:: MATERIAL SUPPLIED

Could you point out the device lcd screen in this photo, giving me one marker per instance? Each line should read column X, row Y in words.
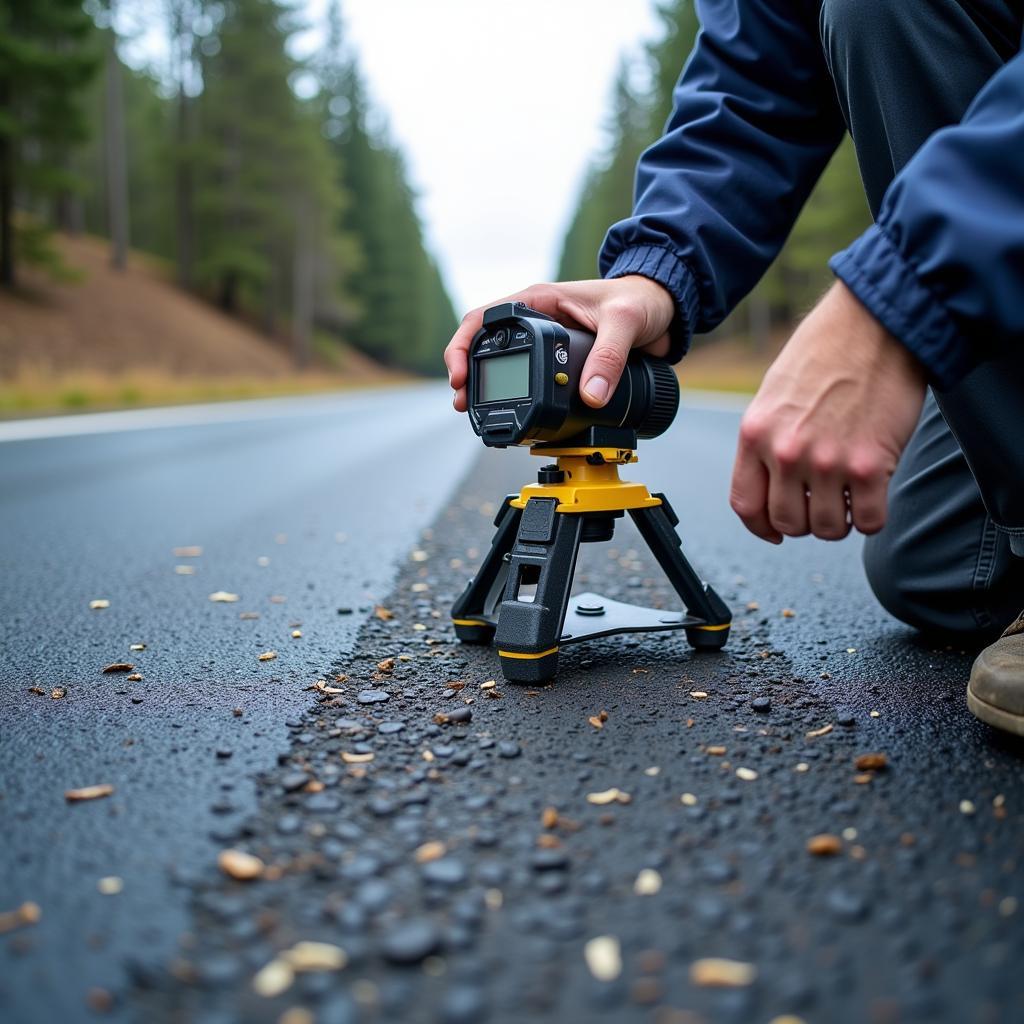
column 503, row 377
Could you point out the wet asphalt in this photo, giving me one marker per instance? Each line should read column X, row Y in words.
column 468, row 852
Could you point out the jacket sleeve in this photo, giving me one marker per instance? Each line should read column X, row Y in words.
column 755, row 122
column 943, row 267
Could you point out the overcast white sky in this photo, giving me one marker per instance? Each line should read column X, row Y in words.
column 498, row 105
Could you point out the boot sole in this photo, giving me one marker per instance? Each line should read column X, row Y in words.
column 993, row 716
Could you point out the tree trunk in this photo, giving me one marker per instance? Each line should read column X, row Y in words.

::::

EXERCISE:
Give an exact reproduction of the lines from the one with "Could you point out the jacket" to the final line of the entries, including both.

RESPONSE FOR THIS EXERCISE:
Could you point out the jacket sleeve in this photo, giving me one marker per instance? Each line should read column X, row Y in words.
column 755, row 122
column 943, row 267
Could you point out the overcast white sky in this photo, giving me one marker per instance? Each line should read column X, row Y in words.
column 498, row 105
Could you point out the boot sole in this photo, giving me one marker per instance? Each line should read column X, row Y in words.
column 993, row 716
Could you point out the tree trunk in this photo, giving me one marker per instance? Each line should read column X, row Y in words.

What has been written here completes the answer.